Please show each line of the listing below that contains the word "right", copying every such line in full.

[Start]

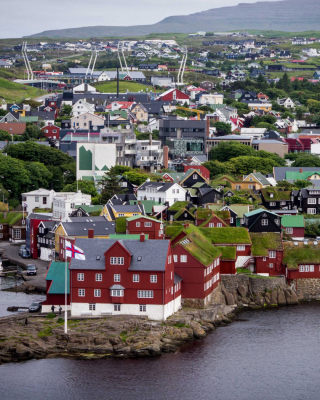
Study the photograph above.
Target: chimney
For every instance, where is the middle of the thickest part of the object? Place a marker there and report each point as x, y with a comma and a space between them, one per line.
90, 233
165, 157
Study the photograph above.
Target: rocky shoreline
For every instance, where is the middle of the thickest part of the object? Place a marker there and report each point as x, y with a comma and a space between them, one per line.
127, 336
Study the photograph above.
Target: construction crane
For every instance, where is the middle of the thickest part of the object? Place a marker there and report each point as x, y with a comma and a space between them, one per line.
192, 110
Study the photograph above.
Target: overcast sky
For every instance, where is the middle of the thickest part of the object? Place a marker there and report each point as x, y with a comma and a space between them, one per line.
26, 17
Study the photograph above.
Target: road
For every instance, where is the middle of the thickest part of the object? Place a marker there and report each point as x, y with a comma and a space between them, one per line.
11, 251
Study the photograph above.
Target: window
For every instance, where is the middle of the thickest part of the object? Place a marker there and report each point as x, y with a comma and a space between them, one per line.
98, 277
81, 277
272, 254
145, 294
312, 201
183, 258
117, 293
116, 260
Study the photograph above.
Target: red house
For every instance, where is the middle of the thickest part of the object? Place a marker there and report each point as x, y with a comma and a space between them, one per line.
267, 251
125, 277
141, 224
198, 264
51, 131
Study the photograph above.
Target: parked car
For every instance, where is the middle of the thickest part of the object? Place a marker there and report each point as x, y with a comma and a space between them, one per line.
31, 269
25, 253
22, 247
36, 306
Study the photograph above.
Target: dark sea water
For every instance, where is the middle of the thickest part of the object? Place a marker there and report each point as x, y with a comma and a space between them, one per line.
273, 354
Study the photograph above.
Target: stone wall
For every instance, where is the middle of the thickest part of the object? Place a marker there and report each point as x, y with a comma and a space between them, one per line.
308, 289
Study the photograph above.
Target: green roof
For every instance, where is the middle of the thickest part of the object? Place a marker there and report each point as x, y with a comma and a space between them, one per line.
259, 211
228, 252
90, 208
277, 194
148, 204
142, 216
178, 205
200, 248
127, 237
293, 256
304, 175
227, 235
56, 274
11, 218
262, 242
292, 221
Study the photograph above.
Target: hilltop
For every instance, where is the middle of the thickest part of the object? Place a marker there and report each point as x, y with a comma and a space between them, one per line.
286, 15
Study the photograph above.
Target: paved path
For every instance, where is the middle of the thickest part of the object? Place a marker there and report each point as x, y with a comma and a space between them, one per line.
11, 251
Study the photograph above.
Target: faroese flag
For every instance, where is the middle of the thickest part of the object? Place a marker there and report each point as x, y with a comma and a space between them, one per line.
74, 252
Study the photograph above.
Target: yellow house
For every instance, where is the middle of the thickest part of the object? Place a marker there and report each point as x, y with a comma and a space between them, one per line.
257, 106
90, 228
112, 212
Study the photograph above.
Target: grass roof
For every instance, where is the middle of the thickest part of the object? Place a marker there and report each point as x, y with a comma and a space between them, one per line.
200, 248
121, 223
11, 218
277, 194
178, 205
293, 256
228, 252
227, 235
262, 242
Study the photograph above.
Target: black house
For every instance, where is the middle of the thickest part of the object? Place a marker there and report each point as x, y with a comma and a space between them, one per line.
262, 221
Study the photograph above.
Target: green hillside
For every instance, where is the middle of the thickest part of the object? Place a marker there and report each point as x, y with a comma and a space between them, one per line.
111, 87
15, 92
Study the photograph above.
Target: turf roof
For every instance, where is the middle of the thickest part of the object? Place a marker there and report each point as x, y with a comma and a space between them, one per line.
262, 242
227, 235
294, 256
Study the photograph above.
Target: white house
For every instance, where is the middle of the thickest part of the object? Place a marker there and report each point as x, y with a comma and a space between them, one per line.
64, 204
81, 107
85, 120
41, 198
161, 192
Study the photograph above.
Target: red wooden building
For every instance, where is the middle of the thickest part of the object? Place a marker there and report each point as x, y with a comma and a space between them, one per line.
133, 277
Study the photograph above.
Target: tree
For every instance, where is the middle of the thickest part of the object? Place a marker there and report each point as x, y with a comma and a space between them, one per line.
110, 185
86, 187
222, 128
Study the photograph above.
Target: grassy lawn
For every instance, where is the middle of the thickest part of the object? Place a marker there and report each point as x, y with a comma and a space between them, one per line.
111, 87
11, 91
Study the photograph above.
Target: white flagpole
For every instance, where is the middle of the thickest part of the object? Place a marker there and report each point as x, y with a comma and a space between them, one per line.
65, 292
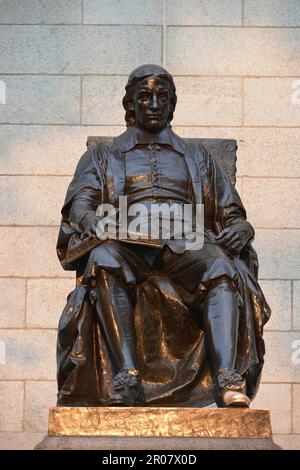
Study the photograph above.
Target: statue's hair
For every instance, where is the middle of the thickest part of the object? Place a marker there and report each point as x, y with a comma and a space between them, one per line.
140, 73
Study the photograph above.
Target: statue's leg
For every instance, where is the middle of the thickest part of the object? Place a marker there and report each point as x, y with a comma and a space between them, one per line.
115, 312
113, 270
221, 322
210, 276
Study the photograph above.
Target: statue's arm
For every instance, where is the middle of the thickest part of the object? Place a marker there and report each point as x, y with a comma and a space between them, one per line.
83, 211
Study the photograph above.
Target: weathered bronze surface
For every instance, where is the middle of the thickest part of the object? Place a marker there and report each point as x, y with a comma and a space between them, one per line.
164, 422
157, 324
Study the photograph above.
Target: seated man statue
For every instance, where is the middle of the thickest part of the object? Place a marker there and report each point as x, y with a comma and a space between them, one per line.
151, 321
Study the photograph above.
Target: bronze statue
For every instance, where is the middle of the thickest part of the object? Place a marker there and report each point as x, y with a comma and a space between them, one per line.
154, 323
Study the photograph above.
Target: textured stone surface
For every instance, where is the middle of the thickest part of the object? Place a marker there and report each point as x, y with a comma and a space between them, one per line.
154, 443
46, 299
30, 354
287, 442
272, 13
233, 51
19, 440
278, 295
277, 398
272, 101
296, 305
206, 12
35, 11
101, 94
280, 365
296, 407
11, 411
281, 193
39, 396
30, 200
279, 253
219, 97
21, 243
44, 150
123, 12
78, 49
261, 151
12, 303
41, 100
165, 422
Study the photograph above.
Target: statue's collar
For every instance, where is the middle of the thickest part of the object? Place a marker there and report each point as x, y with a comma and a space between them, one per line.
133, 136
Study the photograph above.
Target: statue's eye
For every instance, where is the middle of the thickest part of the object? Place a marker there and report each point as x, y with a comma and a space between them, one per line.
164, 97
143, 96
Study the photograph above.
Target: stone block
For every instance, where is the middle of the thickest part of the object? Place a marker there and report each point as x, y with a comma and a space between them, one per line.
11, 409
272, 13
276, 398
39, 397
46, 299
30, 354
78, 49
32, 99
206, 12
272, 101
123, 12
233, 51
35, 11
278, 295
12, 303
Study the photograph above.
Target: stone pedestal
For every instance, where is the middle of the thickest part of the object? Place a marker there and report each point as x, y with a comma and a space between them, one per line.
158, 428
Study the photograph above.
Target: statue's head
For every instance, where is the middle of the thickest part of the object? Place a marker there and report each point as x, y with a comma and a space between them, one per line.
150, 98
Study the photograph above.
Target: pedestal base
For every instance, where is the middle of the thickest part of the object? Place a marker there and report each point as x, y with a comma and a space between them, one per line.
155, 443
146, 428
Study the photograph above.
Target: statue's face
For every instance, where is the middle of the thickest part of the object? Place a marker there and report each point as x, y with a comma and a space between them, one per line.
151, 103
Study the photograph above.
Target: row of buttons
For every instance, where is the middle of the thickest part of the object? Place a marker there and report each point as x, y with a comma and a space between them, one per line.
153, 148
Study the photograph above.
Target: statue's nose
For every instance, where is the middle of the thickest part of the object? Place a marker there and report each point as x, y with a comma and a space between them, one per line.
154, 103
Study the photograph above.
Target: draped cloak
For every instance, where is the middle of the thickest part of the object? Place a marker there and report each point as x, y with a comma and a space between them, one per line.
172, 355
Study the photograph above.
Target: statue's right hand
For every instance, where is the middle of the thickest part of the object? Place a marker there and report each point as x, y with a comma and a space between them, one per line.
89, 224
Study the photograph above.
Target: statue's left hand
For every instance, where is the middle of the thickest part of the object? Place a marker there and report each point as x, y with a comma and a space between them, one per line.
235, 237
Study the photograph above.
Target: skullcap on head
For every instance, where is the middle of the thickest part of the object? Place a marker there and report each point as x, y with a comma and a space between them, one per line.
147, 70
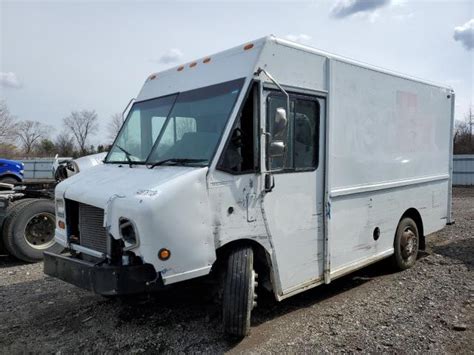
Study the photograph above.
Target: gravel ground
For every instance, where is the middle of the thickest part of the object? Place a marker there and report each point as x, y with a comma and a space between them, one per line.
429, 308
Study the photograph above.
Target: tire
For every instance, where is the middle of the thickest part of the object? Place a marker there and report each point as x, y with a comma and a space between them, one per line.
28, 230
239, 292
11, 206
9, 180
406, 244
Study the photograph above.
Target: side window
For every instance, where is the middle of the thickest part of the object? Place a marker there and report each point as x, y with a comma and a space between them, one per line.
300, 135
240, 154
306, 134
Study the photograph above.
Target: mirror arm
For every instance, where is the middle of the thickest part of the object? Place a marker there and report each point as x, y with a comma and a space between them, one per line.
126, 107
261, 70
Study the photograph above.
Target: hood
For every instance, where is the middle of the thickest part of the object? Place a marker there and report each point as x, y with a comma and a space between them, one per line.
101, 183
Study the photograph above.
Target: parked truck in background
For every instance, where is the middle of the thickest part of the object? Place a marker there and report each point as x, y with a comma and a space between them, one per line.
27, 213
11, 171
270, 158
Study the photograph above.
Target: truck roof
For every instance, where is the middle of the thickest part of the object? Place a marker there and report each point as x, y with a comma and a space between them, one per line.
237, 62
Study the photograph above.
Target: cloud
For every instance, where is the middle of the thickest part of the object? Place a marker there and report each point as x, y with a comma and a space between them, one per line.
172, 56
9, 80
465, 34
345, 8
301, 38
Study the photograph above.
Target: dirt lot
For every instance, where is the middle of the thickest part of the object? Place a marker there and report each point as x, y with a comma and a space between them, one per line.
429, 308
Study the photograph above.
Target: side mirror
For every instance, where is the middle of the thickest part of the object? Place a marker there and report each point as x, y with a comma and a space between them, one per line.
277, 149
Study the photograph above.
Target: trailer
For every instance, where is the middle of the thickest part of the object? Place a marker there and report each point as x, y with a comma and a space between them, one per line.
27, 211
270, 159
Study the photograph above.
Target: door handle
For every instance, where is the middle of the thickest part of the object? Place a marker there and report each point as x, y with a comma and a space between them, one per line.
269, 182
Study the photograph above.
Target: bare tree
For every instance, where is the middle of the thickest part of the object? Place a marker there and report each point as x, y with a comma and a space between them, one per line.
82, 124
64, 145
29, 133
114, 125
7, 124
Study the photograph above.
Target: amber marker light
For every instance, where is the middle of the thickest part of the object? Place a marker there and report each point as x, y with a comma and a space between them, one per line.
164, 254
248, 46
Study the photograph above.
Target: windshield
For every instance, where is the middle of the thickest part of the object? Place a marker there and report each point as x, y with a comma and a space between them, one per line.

[End]
[Start]

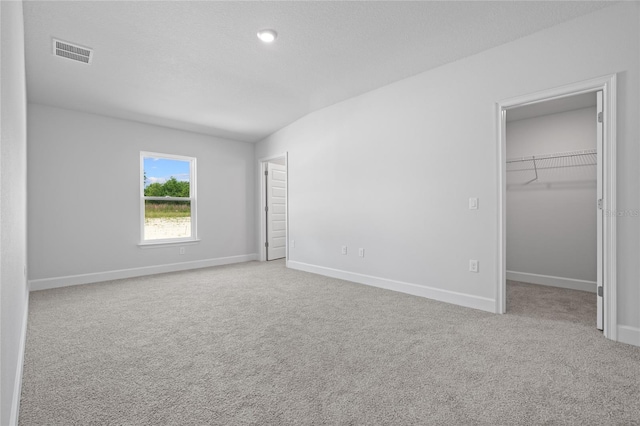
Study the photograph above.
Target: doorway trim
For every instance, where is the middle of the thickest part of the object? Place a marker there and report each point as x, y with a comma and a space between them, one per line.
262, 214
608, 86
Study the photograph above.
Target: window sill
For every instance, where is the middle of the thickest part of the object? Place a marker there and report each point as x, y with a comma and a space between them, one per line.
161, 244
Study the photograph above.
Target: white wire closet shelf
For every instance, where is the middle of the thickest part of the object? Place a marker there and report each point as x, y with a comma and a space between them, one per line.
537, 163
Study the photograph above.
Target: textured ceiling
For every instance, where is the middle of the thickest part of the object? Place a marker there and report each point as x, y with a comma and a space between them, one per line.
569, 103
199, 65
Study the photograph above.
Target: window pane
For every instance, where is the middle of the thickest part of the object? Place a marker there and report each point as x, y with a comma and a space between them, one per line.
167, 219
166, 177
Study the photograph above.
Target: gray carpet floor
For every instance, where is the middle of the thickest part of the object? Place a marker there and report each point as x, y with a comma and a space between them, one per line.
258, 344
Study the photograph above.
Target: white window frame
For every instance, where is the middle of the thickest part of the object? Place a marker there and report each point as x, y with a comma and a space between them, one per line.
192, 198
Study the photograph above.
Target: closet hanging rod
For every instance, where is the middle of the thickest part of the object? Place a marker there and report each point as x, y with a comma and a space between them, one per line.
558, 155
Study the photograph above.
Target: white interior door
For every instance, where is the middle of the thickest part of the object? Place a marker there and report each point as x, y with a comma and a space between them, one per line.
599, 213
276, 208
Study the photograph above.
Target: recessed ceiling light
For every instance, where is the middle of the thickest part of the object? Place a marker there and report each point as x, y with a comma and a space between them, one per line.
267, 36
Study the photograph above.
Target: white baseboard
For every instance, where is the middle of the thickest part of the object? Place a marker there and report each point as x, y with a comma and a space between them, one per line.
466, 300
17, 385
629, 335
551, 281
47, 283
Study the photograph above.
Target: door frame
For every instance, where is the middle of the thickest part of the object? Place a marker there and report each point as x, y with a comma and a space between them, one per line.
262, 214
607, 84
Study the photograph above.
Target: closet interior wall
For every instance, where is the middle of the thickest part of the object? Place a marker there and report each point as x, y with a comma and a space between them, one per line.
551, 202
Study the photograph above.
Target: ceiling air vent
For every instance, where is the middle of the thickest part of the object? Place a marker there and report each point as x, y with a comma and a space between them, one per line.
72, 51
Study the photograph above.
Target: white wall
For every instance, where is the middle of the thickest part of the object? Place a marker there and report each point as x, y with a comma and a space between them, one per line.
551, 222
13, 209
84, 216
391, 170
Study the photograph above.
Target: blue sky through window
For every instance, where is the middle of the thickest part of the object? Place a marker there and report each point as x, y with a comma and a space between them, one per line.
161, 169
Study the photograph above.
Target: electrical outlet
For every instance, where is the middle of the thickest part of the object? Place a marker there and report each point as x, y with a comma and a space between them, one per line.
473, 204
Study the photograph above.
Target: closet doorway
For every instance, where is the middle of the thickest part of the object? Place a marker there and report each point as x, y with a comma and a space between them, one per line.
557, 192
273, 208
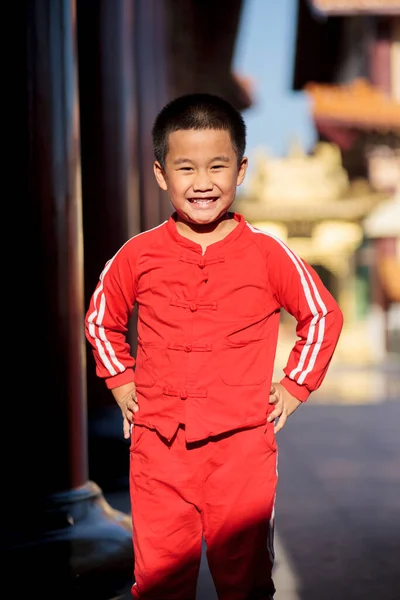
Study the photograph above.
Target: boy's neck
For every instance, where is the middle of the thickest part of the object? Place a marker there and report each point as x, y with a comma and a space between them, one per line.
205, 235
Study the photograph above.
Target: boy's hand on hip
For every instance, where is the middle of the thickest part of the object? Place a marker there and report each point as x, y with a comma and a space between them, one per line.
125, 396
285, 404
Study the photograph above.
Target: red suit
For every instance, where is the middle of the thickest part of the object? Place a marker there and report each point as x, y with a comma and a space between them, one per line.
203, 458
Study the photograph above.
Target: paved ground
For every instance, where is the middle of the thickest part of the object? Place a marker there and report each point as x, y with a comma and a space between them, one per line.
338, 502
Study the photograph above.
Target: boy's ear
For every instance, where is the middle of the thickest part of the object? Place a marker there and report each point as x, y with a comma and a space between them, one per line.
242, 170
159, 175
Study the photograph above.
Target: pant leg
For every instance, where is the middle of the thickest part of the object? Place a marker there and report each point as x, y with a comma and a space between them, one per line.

[End]
[Start]

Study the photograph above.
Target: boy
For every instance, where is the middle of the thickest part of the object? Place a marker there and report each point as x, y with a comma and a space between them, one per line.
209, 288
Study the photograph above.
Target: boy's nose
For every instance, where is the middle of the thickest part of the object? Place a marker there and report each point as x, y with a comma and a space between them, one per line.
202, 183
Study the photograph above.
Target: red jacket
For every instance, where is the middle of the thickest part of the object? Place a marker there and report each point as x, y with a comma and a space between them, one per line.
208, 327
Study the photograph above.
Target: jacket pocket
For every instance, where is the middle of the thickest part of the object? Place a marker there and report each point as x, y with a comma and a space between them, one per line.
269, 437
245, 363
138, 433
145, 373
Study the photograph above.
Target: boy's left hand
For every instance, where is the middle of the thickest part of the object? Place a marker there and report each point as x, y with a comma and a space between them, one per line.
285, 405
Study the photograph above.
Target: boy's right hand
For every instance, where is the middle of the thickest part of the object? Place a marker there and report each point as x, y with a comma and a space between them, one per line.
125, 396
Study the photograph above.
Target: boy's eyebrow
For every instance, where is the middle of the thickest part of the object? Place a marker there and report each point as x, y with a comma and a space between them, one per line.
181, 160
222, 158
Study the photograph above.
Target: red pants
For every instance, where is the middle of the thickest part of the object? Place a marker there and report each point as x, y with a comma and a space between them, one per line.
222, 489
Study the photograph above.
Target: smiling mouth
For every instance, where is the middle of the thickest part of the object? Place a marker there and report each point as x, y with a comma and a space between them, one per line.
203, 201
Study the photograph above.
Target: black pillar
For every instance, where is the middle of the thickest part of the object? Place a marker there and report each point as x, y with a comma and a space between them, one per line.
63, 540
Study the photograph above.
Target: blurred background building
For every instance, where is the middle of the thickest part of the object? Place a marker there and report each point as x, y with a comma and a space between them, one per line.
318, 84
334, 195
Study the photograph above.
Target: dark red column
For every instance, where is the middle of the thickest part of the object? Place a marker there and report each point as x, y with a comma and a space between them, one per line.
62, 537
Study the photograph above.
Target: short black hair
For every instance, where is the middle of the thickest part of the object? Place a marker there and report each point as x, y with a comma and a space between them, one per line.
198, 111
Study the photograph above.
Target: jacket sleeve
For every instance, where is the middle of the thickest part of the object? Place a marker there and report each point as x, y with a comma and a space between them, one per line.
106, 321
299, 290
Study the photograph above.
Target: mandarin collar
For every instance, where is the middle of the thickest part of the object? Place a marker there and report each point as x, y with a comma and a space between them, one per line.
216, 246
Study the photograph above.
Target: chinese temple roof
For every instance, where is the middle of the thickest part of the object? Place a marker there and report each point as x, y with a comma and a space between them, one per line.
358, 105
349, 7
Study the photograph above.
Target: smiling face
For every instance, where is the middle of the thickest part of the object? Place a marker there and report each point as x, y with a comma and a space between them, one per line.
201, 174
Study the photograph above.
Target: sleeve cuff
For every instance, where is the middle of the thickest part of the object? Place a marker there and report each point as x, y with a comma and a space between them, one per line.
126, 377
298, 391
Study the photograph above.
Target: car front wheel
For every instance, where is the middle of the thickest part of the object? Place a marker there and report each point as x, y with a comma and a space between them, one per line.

[End]

RESULT OF THE EXERCISE:
Target: statue's right hand
Target: boy's right hand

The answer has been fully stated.